▸ Set of tasks:
[1] Decide whether each statement agrees with the passage on giving below. For each, answer yes or no and quote the words from the passage that settle it.
(a) The writer puts money in most of the offering plates at churches the writer visits.
(b) The writer ranks the children and young adults in Honduras high on the list of giving opportunities.
(c) The passage says that we give because we are obligated.
[2] State how many lines of the records below contain the string "float", with case counting. Give only the number.

____ Passage given

I went to bed last night with a jumble of thoughts leftover from the conversation with good friends. We talked of God and giving, and I mentioned that I don't "round up" for charity at stores asking me to give my change for their causes. Nor do I always give even to the most deserving of causes soliciting my support. I don’t also put money in most of the offering plates of churches where I visit. Aren’t I embarrassed? People will think me cheap—that I don’t care. Why not give the little bit of change to the cause du jour?
There are thousands and thousands of great causes to which give, each one most important in its own right.
Over my lifetime I have discovered God has provided custom opportunities for me to give. I have been blessed to bless. I'm not referring to my material, health, or talent wealth. I have been blessed by God to be loved by him. God came to my house--knocked on the door of my soul, and opened himself to me—to know him.
In friendship, the love we share (God and I) swells to overflowing.
God's love in me spills over on to everything I touch. And as I make myself willing, he coaxes me to come close to see with his eyes and heart how I might please him--bless him in embracing the opportunity he reveals. Perhaps the best I can come to describing it is summed up in finding the perfect gift for one of my beloved, and then in giving it I know, I chose right. We share a giddy joy, a connection deep and tender. We are known to one another.
And to be known so intimately is to be magnificently blessed.
Last night pondering these things I was filled with joyous recollections of some of those unique opportunities in my lifetime. Of course, you know, I count those precious children and young adults in Honduras high on that list. God revealed, at least that is how it felt, how blessed I am to have friends who gave to this project dear to my heart to please me—because they care for me. They gave me a gift of love, which spilled over on to children thousands of miles distant. Children they don’t know and probably will never meet.
And those young received the overfilling joy of being loved by God through people thousands of miles removed.
I have come to understand that we give not because we are obligated but out of the fullness of our relationship with the Receiver, who is also the Giver. Generosity cascades, spilling over to delight and refresh all on their way. And together with God we splash the wonder of the Kingdom on the world.

________
____ Provided data

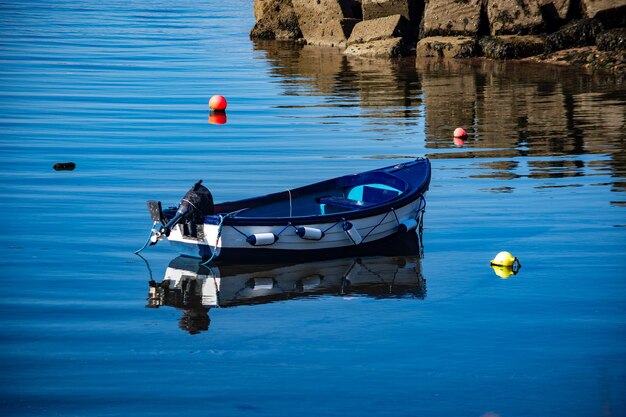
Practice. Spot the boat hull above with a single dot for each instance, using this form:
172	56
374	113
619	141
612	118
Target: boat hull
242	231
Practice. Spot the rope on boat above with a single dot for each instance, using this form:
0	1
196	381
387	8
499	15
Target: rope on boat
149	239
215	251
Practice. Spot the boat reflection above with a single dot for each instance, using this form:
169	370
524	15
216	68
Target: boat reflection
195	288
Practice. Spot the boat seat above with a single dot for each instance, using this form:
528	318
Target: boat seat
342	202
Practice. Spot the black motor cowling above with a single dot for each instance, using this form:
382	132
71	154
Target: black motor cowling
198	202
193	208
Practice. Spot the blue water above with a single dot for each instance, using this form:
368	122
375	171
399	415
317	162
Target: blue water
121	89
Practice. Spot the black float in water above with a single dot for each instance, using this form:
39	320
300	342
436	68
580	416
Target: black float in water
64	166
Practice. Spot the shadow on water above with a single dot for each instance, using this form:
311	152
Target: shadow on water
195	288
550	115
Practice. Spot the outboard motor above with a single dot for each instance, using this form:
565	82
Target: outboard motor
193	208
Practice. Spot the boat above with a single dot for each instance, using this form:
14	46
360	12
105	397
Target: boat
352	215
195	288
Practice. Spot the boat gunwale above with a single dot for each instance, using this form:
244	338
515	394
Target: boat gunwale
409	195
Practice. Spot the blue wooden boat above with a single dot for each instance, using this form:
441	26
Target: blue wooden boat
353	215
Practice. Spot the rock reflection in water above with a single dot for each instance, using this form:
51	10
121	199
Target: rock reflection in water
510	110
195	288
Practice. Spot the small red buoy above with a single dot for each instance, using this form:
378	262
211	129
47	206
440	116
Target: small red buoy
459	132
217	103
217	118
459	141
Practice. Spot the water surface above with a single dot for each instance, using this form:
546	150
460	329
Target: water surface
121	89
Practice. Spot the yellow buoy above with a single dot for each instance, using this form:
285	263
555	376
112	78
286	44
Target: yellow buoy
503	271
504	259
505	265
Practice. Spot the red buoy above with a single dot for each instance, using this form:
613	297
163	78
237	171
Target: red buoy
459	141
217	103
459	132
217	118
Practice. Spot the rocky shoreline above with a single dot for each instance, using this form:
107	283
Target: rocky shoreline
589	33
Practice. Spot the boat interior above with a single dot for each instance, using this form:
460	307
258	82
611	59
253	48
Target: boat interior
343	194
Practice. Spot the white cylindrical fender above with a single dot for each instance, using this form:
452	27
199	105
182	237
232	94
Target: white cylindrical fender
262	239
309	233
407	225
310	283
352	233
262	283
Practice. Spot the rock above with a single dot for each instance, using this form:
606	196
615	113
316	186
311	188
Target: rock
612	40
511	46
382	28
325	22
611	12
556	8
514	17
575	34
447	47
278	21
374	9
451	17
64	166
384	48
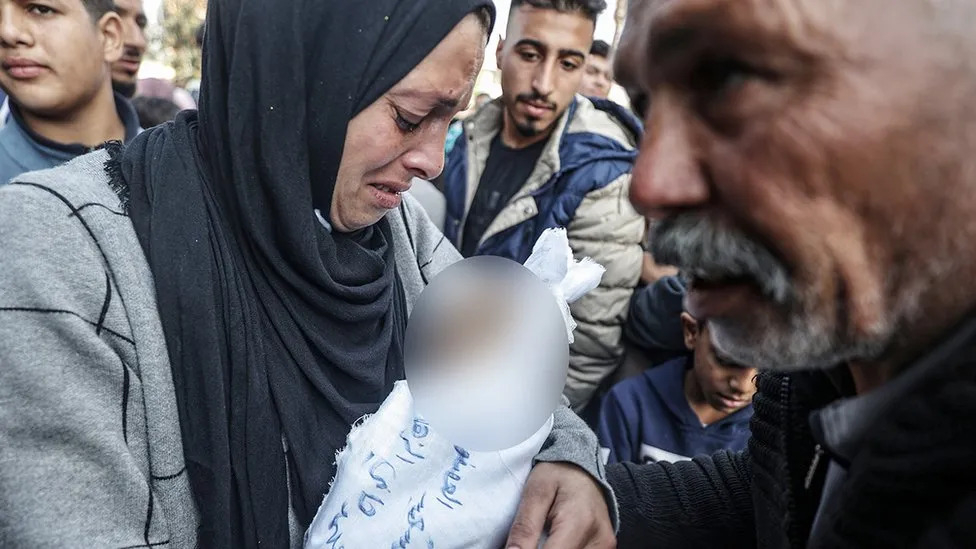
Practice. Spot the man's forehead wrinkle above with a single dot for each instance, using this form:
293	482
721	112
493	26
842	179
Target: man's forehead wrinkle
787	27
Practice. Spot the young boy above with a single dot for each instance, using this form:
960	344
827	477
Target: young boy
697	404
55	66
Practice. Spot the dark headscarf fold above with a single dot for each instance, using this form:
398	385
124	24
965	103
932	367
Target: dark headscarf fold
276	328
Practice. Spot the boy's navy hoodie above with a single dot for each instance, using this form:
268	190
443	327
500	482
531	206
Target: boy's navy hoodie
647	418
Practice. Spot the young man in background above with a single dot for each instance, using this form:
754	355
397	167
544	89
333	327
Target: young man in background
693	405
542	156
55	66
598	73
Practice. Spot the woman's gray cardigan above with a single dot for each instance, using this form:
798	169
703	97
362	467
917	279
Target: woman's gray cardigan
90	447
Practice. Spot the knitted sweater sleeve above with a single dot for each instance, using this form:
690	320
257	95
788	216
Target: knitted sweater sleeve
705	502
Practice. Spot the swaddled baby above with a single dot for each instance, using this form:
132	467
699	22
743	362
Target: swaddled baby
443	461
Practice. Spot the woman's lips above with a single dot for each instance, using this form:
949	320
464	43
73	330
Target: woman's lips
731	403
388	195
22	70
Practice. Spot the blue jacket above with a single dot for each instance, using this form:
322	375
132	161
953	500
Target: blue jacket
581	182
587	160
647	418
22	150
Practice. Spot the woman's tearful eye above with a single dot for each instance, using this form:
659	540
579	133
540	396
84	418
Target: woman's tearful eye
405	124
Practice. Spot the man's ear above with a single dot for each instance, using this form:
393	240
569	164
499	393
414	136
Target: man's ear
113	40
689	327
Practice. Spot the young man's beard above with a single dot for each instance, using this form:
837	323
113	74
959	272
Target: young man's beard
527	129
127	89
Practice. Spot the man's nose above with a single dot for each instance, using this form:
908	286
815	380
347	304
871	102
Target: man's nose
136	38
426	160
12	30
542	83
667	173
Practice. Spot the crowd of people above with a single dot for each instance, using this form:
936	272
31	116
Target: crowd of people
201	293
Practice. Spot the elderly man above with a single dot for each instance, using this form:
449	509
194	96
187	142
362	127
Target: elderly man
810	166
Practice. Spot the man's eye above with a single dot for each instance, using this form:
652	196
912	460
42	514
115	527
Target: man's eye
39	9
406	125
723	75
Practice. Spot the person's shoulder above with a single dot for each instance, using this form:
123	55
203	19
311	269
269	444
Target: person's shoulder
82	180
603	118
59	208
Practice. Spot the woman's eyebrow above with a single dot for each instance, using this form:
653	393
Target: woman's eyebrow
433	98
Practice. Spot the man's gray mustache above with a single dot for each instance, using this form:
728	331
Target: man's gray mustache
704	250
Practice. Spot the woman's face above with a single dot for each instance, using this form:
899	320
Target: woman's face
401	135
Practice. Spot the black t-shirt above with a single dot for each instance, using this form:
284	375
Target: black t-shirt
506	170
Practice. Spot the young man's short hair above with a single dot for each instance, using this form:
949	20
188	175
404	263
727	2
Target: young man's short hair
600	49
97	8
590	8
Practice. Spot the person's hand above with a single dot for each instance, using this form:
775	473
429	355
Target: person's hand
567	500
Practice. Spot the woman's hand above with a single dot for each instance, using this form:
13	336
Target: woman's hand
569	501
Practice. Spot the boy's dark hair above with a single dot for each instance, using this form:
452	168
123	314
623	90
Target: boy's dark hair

________

▸ Correct answers:
[1]
(a) No: "I don’t also put money in most of the offering plates of churches where I visit."
(b) Yes: "I count those precious children and young adults in Honduras high on that list."
(c) No: "we give not because we are obligated but out of the fullness of our relationship with the Receiver, who is also the Giver."

[2] 2